*ZU BEARBEITENDE AUFGABEN*
#1 Welche Musik machte das Duo Saalschutz laut dem Abschnitt über die Band Saalschutz bis zu seiner Auflösung?
#2 Gib aus dem Abschnitt über die Band Saalschutz den Wortlaut aus, der bei „Hoffnungsloser Kunsträuber“ beginnt und bei „auf großmäulige Prollerei.“ endet.
#3 Knüpfe an den Abschnitt über die Band Saalschutz an und führe ihn nach seinem letzten Satz weiter.

*TEXTABSCHNITT*

◇ ◇ ◇ ◇

Hoffnungsloser Kunsträuber

Damals, so 2003, hatten wir in der autonomen Konzertgruppe große Bauchschmerzen bei der Anfrage der Band Saalschutz und lehnten ab. Schade, das wäre sexy gewesen. Haben wir damals leider nicht gerafft. Von Sexyness und Humor hatten wir eh keine Ahnung. Das Duo Saalschutz aus Zürich machte bis zu seiner Auflösung in diesem Jahr Elektropunk. Früher ging das mehr in Richtung schrottige 8-Bit-Disco, später wurde der Ballermannsound offensiv affirmiert. In den mit charmantem Schweizer Akzent gesungenen Texten trifft Blödsinn auf großmäulige Prollerei.

◇ ◇ ◇ ◇

*EINTRÄGE*
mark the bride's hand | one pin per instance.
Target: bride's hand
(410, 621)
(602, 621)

◇ ◇ ◇ ◇

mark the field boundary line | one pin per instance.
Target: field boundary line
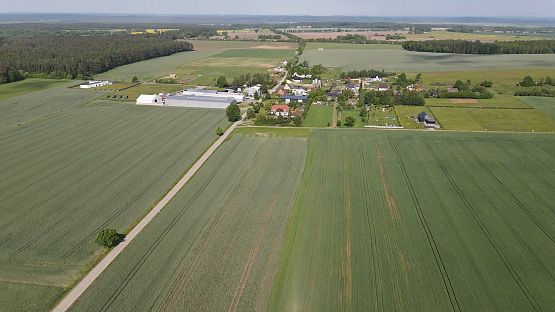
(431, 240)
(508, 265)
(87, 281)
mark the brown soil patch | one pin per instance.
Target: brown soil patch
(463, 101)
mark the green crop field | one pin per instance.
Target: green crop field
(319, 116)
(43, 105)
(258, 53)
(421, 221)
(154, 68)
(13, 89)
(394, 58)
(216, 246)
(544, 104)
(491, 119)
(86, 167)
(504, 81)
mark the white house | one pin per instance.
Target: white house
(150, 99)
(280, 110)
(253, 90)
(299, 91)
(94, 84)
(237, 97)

◇ ◇ ◇ ◇

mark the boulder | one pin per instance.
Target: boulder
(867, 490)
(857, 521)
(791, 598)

◇ ◇ ◇ ◇

*LÖSUNGEN ZUR ÜBUNG*
#1 Elektropunk.

#2
Hoffnungsloser Kunsträuber

Damals, so 2003, hatten wir in der autonomen Konzertgruppe große Bauchschmerzen bei der Anfrage der Band Saalschutz und lehnten ab. Schade, das wäre sexy gewesen. Haben wir damals leider nicht gerafft. Von Sexyness und Humor hatten wir eh keine Ahnung. Das Duo Saalschutz aus Zürich machte bis zu seiner Auflösung in diesem Jahr Elektropunk. Früher ging das mehr in Richtung schrottige 8-Bit-Disco, später wurde der Ballermannsound offensiv affirmiert. In den mit charmantem Schweizer Akzent gesungenen Texten trifft Blödsinn auf großmäulige Prollerei.

#3
Ihre erste Platte enthält einen Song mit dem Titel „Leerer inhaltsloser Ausdruck“, darin werden zwei Geschichten erzählt: die eines erfolglosen Flirts – und die eines phantasierten Kunstraubes:

„Ich fragte sie: ‚Kennst du dich bei Kunst aus?‘/

Dann gestand ich ihr: ‚Ich plane einen Kunstraub.‘/

Ich sagte ihr: ‚Ich frage dich/

welche Kunst ich rauben soll, und welche Kunst nicht.‘/

Ich fragte sie: ,Stimmt es, dass du was von Kunst weißt?‘/

Sie sagte mir: ‚Ich bewege mich/

im entsprechenden Dunstkreis.‘/

Ich sagte dann zu ihr: ‚Komm wir gehn zu mir.‘/

Sie fragte: ‚Um über Kunst zu diskutieren?‘“

Man kann es sich fast bildlich vorstellen, da sitzt diese wunderschöne, elegante Frau, die Arme verschränkt, höflich, aber distanziert, besitzt Distinktionswissen, oder tut zumindest so. Und da ist er, beeindruckt und ohne etwas, das er ihr anbieten kann, faselt er vor sich hin. Ihr betörend emotionsloser Part „Um über Kunst zu diskutieren“, zigmal wiederholt, lässt ihn abprallen. Sie weiß schon, der Kunstraub, der ist und bleibt eine Fantasie dieses Aufschneiders. Für ihn ist die Kunst genauso unerreichbar und rätselhaft, wie die Frau es bleiben wird.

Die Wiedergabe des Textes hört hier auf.